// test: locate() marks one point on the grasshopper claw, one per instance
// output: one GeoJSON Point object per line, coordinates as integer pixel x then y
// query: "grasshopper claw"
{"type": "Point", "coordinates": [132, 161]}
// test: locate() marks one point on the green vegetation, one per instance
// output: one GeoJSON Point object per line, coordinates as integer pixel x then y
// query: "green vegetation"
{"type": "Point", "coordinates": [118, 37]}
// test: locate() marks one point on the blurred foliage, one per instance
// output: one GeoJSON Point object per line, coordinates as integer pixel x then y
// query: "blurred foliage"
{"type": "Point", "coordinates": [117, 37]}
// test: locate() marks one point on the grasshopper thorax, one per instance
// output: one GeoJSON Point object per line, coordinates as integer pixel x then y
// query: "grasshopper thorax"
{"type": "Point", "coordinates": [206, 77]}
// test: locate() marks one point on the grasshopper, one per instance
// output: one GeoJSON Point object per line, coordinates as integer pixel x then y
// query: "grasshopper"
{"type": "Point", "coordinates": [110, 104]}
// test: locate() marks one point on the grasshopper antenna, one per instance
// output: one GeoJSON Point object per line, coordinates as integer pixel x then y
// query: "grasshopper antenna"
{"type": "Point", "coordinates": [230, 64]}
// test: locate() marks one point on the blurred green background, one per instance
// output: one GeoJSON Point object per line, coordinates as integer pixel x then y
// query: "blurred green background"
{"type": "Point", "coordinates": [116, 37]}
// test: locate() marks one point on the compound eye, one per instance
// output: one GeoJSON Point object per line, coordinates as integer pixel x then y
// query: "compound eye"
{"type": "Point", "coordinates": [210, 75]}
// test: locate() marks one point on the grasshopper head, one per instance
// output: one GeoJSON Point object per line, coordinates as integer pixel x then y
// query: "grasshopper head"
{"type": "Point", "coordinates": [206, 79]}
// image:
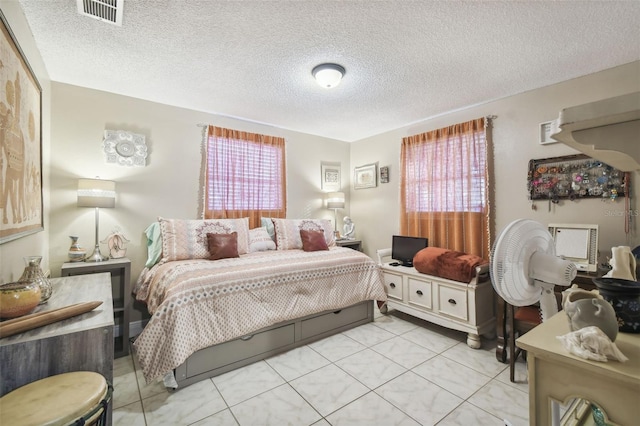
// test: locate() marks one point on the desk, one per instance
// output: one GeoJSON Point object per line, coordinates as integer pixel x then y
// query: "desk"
{"type": "Point", "coordinates": [120, 270]}
{"type": "Point", "coordinates": [583, 280]}
{"type": "Point", "coordinates": [556, 374]}
{"type": "Point", "coordinates": [83, 342]}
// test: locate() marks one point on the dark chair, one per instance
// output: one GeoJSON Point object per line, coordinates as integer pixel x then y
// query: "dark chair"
{"type": "Point", "coordinates": [513, 322]}
{"type": "Point", "coordinates": [520, 319]}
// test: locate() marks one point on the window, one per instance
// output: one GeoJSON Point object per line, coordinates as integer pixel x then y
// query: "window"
{"type": "Point", "coordinates": [245, 175]}
{"type": "Point", "coordinates": [444, 184]}
{"type": "Point", "coordinates": [455, 184]}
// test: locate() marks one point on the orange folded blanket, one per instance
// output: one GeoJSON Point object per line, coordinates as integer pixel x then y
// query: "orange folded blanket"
{"type": "Point", "coordinates": [449, 264]}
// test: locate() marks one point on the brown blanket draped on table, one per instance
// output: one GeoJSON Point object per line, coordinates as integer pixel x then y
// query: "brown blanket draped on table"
{"type": "Point", "coordinates": [444, 263]}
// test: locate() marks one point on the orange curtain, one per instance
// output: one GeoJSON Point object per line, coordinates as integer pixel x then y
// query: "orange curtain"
{"type": "Point", "coordinates": [245, 176]}
{"type": "Point", "coordinates": [444, 187]}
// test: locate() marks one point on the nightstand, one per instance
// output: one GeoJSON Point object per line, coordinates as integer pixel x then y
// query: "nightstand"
{"type": "Point", "coordinates": [353, 244]}
{"type": "Point", "coordinates": [120, 270]}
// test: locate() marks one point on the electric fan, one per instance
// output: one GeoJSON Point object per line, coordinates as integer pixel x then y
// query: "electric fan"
{"type": "Point", "coordinates": [525, 268]}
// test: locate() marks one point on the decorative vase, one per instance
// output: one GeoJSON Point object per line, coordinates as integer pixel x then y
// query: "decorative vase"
{"type": "Point", "coordinates": [33, 274]}
{"type": "Point", "coordinates": [17, 299]}
{"type": "Point", "coordinates": [76, 252]}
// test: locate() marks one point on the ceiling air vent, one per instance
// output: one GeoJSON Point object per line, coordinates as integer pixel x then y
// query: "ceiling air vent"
{"type": "Point", "coordinates": [104, 10]}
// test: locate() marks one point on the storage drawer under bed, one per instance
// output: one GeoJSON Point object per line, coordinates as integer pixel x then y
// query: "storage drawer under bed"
{"type": "Point", "coordinates": [326, 322]}
{"type": "Point", "coordinates": [241, 348]}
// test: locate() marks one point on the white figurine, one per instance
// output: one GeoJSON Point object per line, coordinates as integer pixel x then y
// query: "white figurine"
{"type": "Point", "coordinates": [348, 228]}
{"type": "Point", "coordinates": [116, 242]}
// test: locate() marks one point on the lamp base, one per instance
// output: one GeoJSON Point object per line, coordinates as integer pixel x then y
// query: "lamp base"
{"type": "Point", "coordinates": [96, 256]}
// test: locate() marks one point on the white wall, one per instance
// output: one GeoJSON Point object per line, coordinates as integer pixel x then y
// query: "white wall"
{"type": "Point", "coordinates": [515, 142]}
{"type": "Point", "coordinates": [169, 185]}
{"type": "Point", "coordinates": [12, 252]}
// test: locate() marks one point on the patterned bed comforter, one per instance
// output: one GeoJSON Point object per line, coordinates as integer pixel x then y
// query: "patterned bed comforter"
{"type": "Point", "coordinates": [199, 303]}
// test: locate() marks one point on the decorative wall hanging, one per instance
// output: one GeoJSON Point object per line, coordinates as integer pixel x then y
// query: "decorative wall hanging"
{"type": "Point", "coordinates": [365, 176]}
{"type": "Point", "coordinates": [330, 176]}
{"type": "Point", "coordinates": [124, 148]}
{"type": "Point", "coordinates": [20, 142]}
{"type": "Point", "coordinates": [572, 177]}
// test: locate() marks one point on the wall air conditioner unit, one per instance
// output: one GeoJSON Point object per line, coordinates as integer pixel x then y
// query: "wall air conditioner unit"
{"type": "Point", "coordinates": [607, 130]}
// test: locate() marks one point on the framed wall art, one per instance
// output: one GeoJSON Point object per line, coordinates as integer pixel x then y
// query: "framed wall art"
{"type": "Point", "coordinates": [365, 176]}
{"type": "Point", "coordinates": [330, 176]}
{"type": "Point", "coordinates": [20, 142]}
{"type": "Point", "coordinates": [384, 174]}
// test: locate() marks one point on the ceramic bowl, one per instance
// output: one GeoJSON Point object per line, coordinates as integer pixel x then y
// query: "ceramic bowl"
{"type": "Point", "coordinates": [17, 299]}
{"type": "Point", "coordinates": [624, 296]}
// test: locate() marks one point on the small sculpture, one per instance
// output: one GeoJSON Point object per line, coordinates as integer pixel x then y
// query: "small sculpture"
{"type": "Point", "coordinates": [116, 241]}
{"type": "Point", "coordinates": [348, 229]}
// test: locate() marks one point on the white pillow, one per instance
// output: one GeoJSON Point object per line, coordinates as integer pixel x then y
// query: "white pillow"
{"type": "Point", "coordinates": [288, 231]}
{"type": "Point", "coordinates": [259, 240]}
{"type": "Point", "coordinates": [187, 239]}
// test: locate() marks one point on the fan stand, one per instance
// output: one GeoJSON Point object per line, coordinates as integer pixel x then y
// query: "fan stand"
{"type": "Point", "coordinates": [548, 302]}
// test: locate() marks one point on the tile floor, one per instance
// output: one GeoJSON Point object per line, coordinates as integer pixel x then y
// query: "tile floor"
{"type": "Point", "coordinates": [398, 370]}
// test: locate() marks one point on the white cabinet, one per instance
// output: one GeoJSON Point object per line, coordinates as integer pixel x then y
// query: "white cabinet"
{"type": "Point", "coordinates": [460, 306]}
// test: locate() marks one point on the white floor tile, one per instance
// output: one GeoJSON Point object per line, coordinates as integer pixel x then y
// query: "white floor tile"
{"type": "Point", "coordinates": [404, 352]}
{"type": "Point", "coordinates": [129, 415]}
{"type": "Point", "coordinates": [468, 414]}
{"type": "Point", "coordinates": [369, 410]}
{"type": "Point", "coordinates": [223, 418]}
{"type": "Point", "coordinates": [393, 324]}
{"type": "Point", "coordinates": [297, 362]}
{"type": "Point", "coordinates": [246, 382]}
{"type": "Point", "coordinates": [482, 360]}
{"type": "Point", "coordinates": [370, 368]}
{"type": "Point", "coordinates": [184, 406]}
{"type": "Point", "coordinates": [279, 406]}
{"type": "Point", "coordinates": [125, 388]}
{"type": "Point", "coordinates": [432, 340]}
{"type": "Point", "coordinates": [333, 378]}
{"type": "Point", "coordinates": [424, 401]}
{"type": "Point", "coordinates": [328, 389]}
{"type": "Point", "coordinates": [456, 378]}
{"type": "Point", "coordinates": [520, 376]}
{"type": "Point", "coordinates": [337, 347]}
{"type": "Point", "coordinates": [369, 334]}
{"type": "Point", "coordinates": [503, 401]}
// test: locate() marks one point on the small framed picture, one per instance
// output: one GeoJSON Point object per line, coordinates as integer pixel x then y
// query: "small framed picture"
{"type": "Point", "coordinates": [545, 133]}
{"type": "Point", "coordinates": [330, 176]}
{"type": "Point", "coordinates": [384, 174]}
{"type": "Point", "coordinates": [365, 176]}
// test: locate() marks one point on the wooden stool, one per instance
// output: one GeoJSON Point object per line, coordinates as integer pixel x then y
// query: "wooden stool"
{"type": "Point", "coordinates": [76, 398]}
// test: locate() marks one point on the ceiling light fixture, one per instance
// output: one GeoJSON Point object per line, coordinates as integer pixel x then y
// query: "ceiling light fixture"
{"type": "Point", "coordinates": [328, 75]}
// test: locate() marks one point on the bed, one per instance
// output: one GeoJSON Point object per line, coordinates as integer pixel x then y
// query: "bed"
{"type": "Point", "coordinates": [211, 316]}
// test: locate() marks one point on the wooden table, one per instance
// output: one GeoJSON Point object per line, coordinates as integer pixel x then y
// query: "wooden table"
{"type": "Point", "coordinates": [555, 374]}
{"type": "Point", "coordinates": [83, 342]}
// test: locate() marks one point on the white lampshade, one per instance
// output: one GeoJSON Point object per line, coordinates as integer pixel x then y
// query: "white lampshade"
{"type": "Point", "coordinates": [335, 200]}
{"type": "Point", "coordinates": [328, 75]}
{"type": "Point", "coordinates": [96, 193]}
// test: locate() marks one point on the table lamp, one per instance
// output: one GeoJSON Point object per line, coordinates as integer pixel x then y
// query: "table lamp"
{"type": "Point", "coordinates": [96, 193]}
{"type": "Point", "coordinates": [335, 201]}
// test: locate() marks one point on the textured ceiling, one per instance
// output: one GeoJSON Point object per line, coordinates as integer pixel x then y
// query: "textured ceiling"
{"type": "Point", "coordinates": [406, 61]}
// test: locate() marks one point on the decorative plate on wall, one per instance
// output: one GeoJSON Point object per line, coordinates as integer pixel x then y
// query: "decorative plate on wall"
{"type": "Point", "coordinates": [124, 148]}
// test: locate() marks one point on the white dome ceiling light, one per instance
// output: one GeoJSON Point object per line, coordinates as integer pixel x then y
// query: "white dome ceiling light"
{"type": "Point", "coordinates": [328, 75]}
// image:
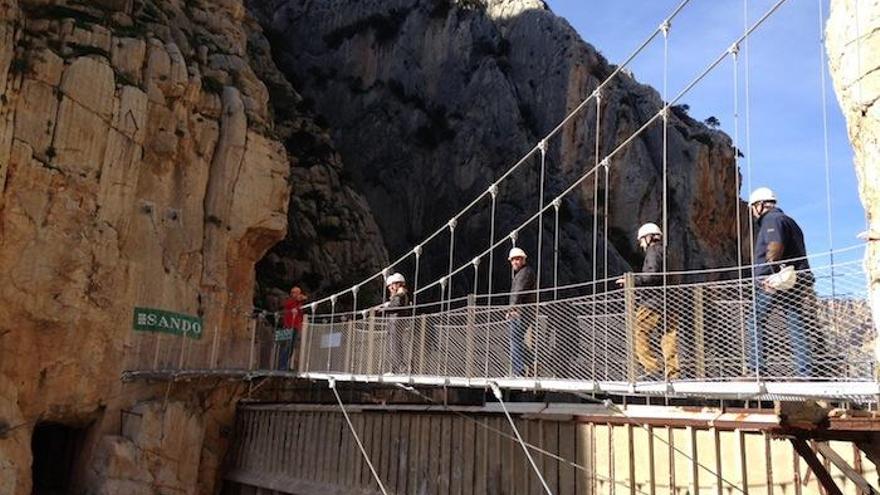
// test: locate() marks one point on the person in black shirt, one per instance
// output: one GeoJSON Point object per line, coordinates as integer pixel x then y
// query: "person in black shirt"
{"type": "Point", "coordinates": [395, 307]}
{"type": "Point", "coordinates": [779, 241]}
{"type": "Point", "coordinates": [519, 316]}
{"type": "Point", "coordinates": [651, 310]}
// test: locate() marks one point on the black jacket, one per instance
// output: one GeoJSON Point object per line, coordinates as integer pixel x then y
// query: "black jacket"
{"type": "Point", "coordinates": [523, 286]}
{"type": "Point", "coordinates": [651, 276]}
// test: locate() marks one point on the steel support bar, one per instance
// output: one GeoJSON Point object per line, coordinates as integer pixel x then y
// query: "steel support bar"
{"type": "Point", "coordinates": [818, 468]}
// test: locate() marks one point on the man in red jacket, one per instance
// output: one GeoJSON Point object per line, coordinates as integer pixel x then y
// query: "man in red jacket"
{"type": "Point", "coordinates": [292, 326]}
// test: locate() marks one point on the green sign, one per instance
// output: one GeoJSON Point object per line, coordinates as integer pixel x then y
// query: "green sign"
{"type": "Point", "coordinates": [157, 320]}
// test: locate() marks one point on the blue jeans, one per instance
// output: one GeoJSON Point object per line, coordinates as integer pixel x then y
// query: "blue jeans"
{"type": "Point", "coordinates": [519, 354]}
{"type": "Point", "coordinates": [792, 304]}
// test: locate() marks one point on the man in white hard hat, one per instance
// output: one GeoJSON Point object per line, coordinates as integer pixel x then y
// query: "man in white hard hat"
{"type": "Point", "coordinates": [522, 293]}
{"type": "Point", "coordinates": [398, 299]}
{"type": "Point", "coordinates": [651, 310]}
{"type": "Point", "coordinates": [779, 241]}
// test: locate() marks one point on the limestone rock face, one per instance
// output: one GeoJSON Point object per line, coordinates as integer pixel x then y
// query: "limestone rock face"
{"type": "Point", "coordinates": [430, 101]}
{"type": "Point", "coordinates": [853, 46]}
{"type": "Point", "coordinates": [138, 167]}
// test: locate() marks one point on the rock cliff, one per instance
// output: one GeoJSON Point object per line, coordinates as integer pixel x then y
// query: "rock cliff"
{"type": "Point", "coordinates": [429, 101]}
{"type": "Point", "coordinates": [139, 166]}
{"type": "Point", "coordinates": [853, 46]}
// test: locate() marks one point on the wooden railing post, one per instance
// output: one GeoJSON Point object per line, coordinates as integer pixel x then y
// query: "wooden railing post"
{"type": "Point", "coordinates": [699, 333]}
{"type": "Point", "coordinates": [629, 300]}
{"type": "Point", "coordinates": [253, 343]}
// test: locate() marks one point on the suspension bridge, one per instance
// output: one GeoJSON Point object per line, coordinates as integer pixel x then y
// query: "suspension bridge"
{"type": "Point", "coordinates": [581, 337]}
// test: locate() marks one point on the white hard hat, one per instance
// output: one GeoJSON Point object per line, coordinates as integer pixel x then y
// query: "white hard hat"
{"type": "Point", "coordinates": [761, 194]}
{"type": "Point", "coordinates": [394, 278]}
{"type": "Point", "coordinates": [516, 253]}
{"type": "Point", "coordinates": [648, 229]}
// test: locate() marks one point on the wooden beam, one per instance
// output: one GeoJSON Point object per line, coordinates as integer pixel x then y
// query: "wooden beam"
{"type": "Point", "coordinates": [822, 474]}
{"type": "Point", "coordinates": [857, 479]}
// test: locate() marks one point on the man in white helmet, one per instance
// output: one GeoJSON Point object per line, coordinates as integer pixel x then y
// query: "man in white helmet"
{"type": "Point", "coordinates": [779, 241]}
{"type": "Point", "coordinates": [398, 300]}
{"type": "Point", "coordinates": [650, 312]}
{"type": "Point", "coordinates": [522, 293]}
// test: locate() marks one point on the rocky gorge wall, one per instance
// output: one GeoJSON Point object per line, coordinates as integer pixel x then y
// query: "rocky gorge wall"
{"type": "Point", "coordinates": [853, 46]}
{"type": "Point", "coordinates": [138, 167]}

========

Short problem. Print exactly the lines from the one with "the white hard hat, one per instance" through the end of the data, inclusive.

Output of the exercise.
// test: locate() marks one point on the white hard hat, one per instance
// output: one GeoJSON Point object per line, coordinates as integer pixel x then y
// query: "white hard hat"
{"type": "Point", "coordinates": [761, 194]}
{"type": "Point", "coordinates": [394, 278]}
{"type": "Point", "coordinates": [516, 253]}
{"type": "Point", "coordinates": [648, 229]}
// test: locate() marks one point on the wooden beam, one per instance
// output: one GeoJSON Point object per line, coordinates as integer pixel x then y
// query: "wooden beam"
{"type": "Point", "coordinates": [822, 474]}
{"type": "Point", "coordinates": [857, 479]}
// test: locate() marks one point on the man in white helmet, one per instance
// output: one GeoJSON Point object per line, coordinates as integer pixel x then y
// query: "man in white helmet"
{"type": "Point", "coordinates": [779, 241]}
{"type": "Point", "coordinates": [398, 300]}
{"type": "Point", "coordinates": [650, 312]}
{"type": "Point", "coordinates": [522, 293]}
// test: locate() marks one point on the rocky gorge wall, one per instance
// output: one GeoJSON Point object per line, coordinates as integer pixel x then y
// query: "rocky gorge wall"
{"type": "Point", "coordinates": [853, 46]}
{"type": "Point", "coordinates": [138, 167]}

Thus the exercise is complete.